* _Textauszug_:
▼▼▼
Bin ich eine Närrin, dass ich die Wurzeln raunen höre?
Wurzelgeflüster, das erlauscht werden kann, wenn die Stille nicht nur außen
Raum greift.
Die Wurzeln der Bäume und der anderen Pflanzen wispern:
„Aufwachen!“ Stimmt, der Frühling kommt, genau heute ist Frühlingsbeginn. Wie
wissen die Wurzeln unten, dass oben die Sonne scheint? Interessiert sie die
Tag- und Nachtgleiche oder eher Wärme, die allmählich in den Boden dringt und
der Austausch?
Ja, Austausch. Kommunikation! Das Wurzelgeflüster mit denen
der eigenen Ahnen und dem lautlosen Gewisper des kollektiven Erbes erfüllt mein
ganzes Leben. Lange habe ich davon nichts bemerkt, aber in den zurückliegenden
50 Jahren durfte ich mehr und mehr davon ans Licht holen und die Krone meines
Lebensbaums weiten. Anreichern mit dem, was ich aus dem Schatten hob.
▲▲▲
* _Übungsmaterial_:
▼▼▼
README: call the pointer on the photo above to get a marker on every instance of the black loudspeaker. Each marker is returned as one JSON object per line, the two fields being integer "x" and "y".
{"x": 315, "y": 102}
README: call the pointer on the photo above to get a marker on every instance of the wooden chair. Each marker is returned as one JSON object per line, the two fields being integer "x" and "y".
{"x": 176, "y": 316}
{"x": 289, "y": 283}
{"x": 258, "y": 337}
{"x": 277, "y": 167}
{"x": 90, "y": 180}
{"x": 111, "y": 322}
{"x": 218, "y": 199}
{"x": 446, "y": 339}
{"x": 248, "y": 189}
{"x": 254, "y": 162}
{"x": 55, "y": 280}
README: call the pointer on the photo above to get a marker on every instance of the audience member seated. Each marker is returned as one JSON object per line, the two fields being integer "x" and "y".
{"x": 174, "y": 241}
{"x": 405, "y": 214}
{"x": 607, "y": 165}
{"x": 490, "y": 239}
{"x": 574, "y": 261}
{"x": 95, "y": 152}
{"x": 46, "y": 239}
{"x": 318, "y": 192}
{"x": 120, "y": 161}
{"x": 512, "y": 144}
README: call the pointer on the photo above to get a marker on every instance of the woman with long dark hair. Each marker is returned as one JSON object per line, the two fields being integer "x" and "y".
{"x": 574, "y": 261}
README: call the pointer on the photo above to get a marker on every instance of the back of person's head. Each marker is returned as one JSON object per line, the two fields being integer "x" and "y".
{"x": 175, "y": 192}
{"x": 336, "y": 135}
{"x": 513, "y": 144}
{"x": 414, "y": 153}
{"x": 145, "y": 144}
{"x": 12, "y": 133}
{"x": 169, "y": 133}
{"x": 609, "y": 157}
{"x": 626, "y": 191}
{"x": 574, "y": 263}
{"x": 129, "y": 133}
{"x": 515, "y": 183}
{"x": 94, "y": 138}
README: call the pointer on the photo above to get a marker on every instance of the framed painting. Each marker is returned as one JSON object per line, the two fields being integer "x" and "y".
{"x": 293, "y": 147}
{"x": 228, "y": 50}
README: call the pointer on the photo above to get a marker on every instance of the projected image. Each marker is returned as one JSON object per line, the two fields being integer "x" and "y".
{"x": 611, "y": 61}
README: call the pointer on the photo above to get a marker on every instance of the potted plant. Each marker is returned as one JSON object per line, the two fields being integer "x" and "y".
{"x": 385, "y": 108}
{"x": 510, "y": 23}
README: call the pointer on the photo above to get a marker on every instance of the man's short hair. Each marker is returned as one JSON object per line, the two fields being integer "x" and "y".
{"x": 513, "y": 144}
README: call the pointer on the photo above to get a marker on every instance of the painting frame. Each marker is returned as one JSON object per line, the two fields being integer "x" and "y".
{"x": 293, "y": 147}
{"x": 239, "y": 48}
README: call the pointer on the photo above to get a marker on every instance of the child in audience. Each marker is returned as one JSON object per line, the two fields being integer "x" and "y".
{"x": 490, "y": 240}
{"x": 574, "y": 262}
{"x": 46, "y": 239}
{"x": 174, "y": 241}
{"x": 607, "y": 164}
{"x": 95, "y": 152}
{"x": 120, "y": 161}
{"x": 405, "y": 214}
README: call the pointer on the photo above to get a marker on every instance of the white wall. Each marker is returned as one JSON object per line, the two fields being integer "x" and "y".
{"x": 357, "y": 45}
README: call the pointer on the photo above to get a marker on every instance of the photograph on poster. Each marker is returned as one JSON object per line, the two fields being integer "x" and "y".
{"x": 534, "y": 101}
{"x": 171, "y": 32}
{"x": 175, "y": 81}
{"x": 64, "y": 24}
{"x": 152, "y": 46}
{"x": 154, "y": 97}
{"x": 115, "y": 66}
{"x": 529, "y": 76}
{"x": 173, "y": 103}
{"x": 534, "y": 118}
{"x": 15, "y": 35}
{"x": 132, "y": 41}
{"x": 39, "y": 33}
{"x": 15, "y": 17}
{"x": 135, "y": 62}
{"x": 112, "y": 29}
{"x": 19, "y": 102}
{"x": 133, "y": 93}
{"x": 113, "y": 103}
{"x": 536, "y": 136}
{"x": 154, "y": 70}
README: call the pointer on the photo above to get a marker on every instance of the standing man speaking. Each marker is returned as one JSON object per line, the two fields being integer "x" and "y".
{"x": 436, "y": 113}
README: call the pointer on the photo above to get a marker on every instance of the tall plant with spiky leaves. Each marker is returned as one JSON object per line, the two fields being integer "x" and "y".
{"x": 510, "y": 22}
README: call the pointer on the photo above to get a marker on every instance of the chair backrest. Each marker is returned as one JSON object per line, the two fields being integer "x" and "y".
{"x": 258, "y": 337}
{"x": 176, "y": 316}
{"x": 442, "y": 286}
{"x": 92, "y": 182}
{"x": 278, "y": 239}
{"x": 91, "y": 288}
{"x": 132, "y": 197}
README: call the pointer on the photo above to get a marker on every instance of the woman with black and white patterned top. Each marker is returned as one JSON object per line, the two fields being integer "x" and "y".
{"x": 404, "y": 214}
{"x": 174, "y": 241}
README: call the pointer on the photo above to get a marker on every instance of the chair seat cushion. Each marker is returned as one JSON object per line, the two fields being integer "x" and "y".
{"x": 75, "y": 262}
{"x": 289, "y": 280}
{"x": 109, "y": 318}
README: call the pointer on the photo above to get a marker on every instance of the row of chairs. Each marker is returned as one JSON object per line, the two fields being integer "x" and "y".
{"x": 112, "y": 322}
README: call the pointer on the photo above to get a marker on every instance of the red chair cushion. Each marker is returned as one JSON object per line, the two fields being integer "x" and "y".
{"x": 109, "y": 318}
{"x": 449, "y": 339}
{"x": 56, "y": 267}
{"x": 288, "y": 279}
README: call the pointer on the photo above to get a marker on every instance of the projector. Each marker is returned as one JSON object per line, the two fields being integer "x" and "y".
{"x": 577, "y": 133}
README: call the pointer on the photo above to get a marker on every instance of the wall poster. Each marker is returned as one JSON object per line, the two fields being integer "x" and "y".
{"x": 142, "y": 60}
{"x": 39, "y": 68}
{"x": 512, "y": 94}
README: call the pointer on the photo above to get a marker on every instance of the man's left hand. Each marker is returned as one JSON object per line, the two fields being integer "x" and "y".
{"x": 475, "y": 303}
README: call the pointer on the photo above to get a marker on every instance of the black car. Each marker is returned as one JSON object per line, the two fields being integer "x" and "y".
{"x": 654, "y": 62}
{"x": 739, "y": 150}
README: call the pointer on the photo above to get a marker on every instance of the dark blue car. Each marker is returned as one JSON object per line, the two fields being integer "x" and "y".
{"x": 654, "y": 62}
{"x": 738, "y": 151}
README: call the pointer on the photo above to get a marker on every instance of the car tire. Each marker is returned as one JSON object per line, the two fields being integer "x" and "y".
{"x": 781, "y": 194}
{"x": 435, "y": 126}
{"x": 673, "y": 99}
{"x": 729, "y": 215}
▲▲▲
* _Aufgaben_:
**a.** Schreiben Sie aus dem Text über das Wurzelgeflüster die Stelle ab, die mit „Bin ich eine“ anfängt und bis einschließlich „dem Schatten hob.“ reicht.
**b.** Führen Sie den Text über das Wurzelgeflüster im Anschluss an seinen letzten Satz weiter.
Das Material hat mit dem Text über das Wurzelgeflüster nichts zu tun.

* _Lösungen_:
**a.**
Bin ich eine Närrin, dass ich die Wurzeln raunen höre?
Wurzelgeflüster, das erlauscht werden kann, wenn die Stille nicht nur außen
Raum greift.
Die Wurzeln der Bäume und der anderen Pflanzen wispern:
„Aufwachen!“ Stimmt, der Frühling kommt, genau heute ist Frühlingsbeginn. Wie
wissen die Wurzeln unten, dass oben die Sonne scheint? Interessiert sie die
Tag- und Nachtgleiche oder eher Wärme, die allmählich in den Boden dringt und
der Austausch?
Ja, Austausch. Kommunikation! Das Wurzelgeflüster mit denen
der eigenen Ahnen und dem lautlosen Gewisper des kollektiven Erbes erfüllt mein
ganzes Leben. Lange habe ich davon nichts bemerkt, aber in den zurückliegenden
50 Jahren durfte ich mehr und mehr davon ans Licht holen und die Krone meines
Lebensbaums weiten. Anreichern mit dem, was ich aus dem Schatten hob.

**b.**
Krone, das lateinische Wort ist Corona. Das neue Virus,
Covid 19, trägt diesen Namen, versetzt uns in Angst und Schrecken. Wenn ich mir
die Makroaufnahmen des Corona Virus vorstelle, bin ich beeindruckt von dessen
Schönheit. Wie merkwürdig!
Könnte uns die Pandemie, die schon so vielen Menschen den
Tod gebracht hat und gegen die noch mehr Menschen verzweifelt kämpfen,
irgendetwas lehren?
Mich lehrt sie derzeit Demut – von wegen „Krone der Schöpfung“!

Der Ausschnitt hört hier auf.